• What is required:
Report each line of the entries below that contains the string "with", matching its case exactly.

• Input data:
• • • • • • •

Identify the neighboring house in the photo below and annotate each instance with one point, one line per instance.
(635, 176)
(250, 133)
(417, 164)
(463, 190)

• • • • • • •

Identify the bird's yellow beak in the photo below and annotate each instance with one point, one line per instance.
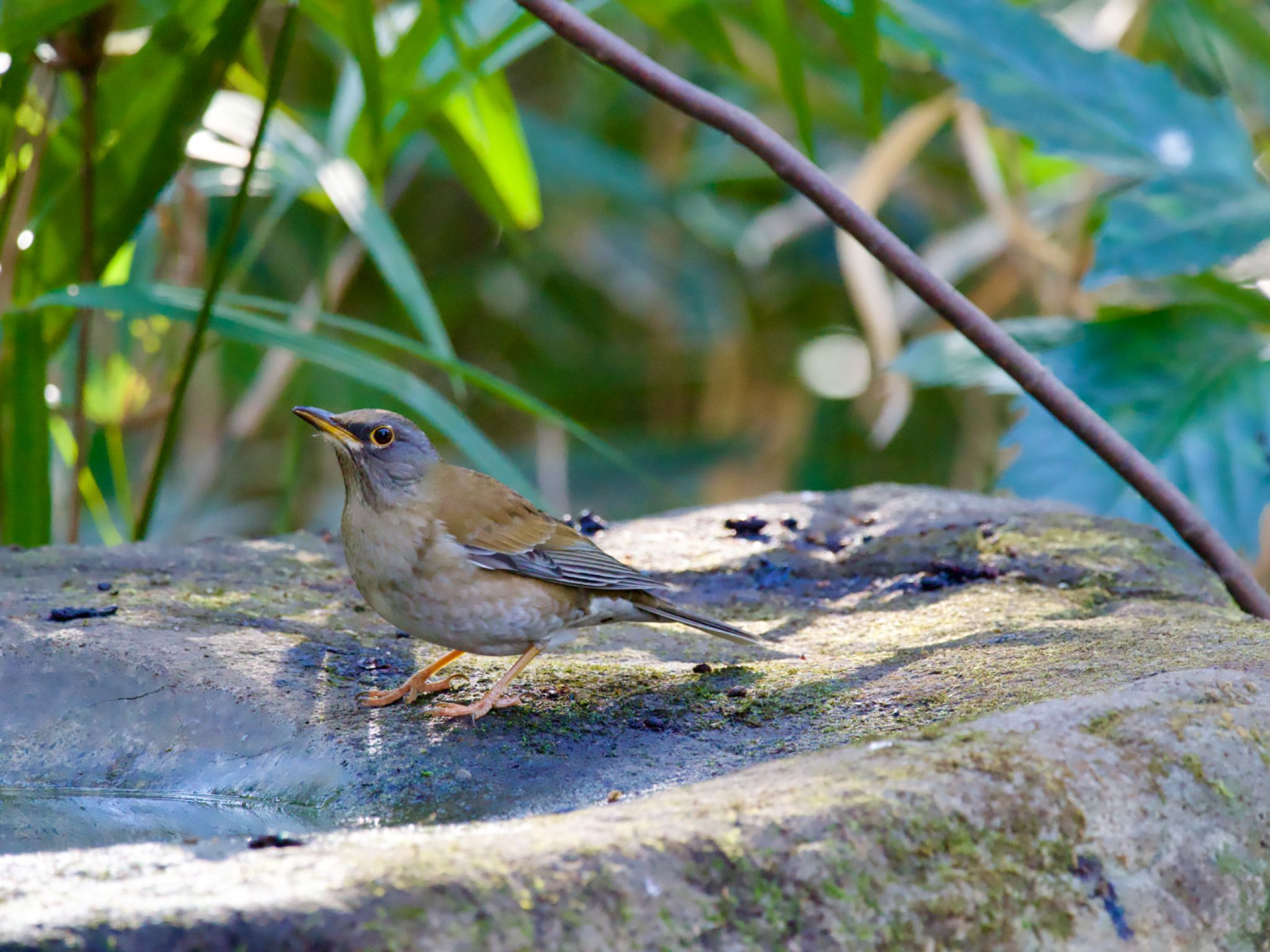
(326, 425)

• • • • • • •

• Completed task:
Identify the neighboring house in the photo below and annotate each instance with one point, one line per instance.
Identify the bird's yellow beak in the photo below and annotate each instance with one point, one line per instance.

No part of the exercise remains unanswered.